Your answer should hold exactly the lines from the one with "of the dirt" through the final line of the data below, reproduced as written.

↓

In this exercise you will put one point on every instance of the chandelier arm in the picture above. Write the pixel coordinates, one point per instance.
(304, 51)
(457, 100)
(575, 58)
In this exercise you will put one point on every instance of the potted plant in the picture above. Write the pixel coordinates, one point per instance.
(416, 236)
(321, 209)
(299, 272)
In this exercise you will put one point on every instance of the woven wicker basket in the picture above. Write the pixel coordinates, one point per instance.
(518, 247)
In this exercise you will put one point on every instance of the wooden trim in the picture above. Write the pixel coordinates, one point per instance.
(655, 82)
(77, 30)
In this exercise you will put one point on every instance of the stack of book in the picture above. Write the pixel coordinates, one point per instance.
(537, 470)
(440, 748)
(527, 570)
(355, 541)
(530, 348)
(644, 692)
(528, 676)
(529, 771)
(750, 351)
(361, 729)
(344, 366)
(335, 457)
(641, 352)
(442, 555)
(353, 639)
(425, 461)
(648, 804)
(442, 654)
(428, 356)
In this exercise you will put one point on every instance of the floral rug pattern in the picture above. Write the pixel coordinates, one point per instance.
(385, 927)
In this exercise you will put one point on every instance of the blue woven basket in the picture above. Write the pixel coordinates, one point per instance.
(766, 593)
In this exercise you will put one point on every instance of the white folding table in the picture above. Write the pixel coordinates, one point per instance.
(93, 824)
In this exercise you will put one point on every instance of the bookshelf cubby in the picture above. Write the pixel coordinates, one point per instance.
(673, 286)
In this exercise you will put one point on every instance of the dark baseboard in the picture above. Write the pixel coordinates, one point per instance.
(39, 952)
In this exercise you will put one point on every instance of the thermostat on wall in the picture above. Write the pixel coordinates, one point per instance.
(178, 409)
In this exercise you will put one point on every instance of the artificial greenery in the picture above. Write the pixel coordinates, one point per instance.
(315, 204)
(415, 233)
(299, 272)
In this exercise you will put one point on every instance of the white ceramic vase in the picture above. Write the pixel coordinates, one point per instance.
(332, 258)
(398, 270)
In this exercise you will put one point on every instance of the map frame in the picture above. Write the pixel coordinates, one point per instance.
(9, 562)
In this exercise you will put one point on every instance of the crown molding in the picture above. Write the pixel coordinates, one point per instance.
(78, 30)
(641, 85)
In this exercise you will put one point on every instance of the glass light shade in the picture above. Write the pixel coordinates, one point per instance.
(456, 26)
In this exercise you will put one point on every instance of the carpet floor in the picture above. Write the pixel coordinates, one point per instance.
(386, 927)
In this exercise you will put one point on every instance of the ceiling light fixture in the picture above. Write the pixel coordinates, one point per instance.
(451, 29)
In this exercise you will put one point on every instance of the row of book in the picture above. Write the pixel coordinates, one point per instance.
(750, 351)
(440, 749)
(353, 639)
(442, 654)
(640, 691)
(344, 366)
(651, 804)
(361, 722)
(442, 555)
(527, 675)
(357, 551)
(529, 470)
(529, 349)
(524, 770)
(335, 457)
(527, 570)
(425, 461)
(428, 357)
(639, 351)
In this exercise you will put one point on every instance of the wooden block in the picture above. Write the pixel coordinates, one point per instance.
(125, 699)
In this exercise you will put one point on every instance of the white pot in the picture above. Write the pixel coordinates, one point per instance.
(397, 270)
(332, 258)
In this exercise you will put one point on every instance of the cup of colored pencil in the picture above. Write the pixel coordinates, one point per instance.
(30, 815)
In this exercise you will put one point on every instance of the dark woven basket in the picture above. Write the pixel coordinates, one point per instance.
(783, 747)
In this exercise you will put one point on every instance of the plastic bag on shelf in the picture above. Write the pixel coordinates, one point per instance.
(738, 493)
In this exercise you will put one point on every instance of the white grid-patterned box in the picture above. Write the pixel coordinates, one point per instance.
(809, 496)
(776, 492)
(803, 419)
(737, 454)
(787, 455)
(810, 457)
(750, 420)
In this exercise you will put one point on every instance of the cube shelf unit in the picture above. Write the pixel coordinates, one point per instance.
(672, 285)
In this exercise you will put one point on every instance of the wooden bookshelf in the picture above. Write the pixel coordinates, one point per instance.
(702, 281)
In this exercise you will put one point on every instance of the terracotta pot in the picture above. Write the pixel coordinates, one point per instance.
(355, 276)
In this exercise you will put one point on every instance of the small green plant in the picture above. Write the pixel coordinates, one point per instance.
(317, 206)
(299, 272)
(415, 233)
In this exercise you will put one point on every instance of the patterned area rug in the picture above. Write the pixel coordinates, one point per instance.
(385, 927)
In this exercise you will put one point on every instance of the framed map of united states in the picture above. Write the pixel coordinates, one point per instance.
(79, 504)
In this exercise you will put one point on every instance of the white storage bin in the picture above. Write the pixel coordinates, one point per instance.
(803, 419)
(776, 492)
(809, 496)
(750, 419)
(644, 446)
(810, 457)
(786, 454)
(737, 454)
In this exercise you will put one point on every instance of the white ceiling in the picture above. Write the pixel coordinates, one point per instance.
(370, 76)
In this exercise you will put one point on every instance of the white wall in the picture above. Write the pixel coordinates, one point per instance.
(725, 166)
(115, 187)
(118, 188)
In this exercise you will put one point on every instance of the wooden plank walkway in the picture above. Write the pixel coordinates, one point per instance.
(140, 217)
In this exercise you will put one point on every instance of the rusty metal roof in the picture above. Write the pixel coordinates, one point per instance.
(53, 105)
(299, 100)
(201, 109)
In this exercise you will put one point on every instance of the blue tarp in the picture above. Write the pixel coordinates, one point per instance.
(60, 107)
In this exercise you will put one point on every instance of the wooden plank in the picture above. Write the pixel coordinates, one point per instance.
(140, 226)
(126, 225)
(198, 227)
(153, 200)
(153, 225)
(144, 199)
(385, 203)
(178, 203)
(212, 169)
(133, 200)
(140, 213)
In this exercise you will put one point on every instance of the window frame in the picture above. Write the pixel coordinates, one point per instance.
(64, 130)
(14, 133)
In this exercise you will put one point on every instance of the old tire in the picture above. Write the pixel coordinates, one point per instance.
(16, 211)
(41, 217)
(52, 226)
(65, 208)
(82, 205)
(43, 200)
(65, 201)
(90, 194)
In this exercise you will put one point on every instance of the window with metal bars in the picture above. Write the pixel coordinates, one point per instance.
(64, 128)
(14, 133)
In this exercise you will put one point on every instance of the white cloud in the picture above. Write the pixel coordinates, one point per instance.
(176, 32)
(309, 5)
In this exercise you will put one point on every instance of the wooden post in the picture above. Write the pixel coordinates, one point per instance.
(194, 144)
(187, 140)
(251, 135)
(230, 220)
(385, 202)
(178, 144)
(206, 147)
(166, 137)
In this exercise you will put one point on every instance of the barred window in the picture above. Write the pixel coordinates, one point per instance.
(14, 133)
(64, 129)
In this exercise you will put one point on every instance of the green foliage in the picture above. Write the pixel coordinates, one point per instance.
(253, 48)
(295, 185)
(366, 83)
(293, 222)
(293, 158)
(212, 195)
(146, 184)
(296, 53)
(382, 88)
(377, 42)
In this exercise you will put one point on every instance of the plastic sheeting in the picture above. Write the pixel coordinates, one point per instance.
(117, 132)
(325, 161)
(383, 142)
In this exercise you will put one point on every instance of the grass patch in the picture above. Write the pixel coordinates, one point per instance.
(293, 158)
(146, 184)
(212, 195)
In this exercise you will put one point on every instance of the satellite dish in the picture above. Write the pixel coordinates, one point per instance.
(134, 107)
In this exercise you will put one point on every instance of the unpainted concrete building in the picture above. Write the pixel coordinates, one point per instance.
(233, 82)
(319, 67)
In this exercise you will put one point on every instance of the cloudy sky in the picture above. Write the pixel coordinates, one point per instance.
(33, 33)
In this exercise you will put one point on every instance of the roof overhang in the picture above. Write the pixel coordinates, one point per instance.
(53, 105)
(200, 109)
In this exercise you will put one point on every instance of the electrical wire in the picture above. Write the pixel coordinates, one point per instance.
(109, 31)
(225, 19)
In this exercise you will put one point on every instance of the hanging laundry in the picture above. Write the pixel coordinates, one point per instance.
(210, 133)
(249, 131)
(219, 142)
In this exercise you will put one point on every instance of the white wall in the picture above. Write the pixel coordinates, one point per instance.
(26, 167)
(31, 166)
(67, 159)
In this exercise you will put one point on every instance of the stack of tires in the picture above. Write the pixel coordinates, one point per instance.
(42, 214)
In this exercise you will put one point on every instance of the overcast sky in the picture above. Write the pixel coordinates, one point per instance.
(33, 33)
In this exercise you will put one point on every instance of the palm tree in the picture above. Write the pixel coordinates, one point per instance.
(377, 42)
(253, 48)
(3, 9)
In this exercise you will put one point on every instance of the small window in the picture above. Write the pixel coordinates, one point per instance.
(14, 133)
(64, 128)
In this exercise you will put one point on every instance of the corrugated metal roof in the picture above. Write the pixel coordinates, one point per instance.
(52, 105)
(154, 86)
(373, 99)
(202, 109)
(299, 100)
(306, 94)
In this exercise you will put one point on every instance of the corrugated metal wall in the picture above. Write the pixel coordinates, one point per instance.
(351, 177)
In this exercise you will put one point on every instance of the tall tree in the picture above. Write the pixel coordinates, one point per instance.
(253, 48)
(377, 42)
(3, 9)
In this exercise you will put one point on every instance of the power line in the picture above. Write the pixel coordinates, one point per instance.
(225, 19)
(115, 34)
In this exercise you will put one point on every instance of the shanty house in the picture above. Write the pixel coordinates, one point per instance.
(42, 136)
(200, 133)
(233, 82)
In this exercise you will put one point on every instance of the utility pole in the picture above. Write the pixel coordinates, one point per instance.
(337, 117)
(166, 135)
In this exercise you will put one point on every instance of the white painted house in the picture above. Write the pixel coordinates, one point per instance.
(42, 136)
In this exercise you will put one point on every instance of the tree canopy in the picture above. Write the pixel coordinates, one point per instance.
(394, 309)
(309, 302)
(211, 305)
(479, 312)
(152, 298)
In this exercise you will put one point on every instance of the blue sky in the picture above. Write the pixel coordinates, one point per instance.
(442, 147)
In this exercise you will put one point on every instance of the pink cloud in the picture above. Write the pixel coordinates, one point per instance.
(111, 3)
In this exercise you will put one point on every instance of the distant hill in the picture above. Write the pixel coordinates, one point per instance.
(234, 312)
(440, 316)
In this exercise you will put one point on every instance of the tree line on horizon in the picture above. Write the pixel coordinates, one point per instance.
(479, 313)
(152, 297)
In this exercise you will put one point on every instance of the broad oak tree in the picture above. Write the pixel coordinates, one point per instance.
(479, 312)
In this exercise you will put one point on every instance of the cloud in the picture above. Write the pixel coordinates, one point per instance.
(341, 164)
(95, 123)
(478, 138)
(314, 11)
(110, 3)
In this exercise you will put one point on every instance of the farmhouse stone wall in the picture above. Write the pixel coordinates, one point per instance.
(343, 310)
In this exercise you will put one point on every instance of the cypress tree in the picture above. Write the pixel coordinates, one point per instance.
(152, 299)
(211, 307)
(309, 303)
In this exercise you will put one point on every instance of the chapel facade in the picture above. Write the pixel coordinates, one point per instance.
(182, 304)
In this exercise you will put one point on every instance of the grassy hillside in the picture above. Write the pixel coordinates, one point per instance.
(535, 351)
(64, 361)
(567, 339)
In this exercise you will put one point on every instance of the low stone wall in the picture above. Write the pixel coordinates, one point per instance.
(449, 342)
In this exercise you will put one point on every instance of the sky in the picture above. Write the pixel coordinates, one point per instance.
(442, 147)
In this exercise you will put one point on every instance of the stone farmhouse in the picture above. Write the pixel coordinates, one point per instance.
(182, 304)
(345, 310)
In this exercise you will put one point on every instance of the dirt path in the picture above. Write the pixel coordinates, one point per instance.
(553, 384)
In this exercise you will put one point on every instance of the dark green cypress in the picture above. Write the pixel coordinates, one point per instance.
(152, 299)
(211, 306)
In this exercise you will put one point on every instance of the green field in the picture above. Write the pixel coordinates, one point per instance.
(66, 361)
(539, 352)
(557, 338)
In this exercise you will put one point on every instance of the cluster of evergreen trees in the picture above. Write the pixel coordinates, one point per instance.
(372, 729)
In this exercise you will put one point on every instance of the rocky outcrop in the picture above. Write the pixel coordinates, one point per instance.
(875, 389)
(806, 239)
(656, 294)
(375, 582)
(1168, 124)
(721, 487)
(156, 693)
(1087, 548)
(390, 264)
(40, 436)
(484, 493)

↑

Task result:
In this exercise you will put one point on every instance of the dirt path in the picture above. Write the pixel coordinates, one point per instance.
(553, 384)
In this exercise you will put one point on every instance of the dark green cypress in the picture above. Write the pixel coordinates, one point per instance.
(152, 299)
(211, 306)
In this exercise you will put one point on every instance of the green field in the picture above. Write the pixel coordinates, one point per instance.
(66, 361)
(539, 352)
(557, 338)
In this exercise you will put one point on every instance of the cluster of evergreen trees in the picture above. Write the pixel coordinates, one point per instance.
(372, 729)
In this exercise you will put one point on every instance of the rocky outcrop in the picture above. Write the pixel coordinates, one point per instance.
(875, 389)
(806, 239)
(656, 294)
(375, 582)
(1168, 124)
(721, 487)
(156, 693)
(1087, 548)
(390, 264)
(40, 436)
(484, 493)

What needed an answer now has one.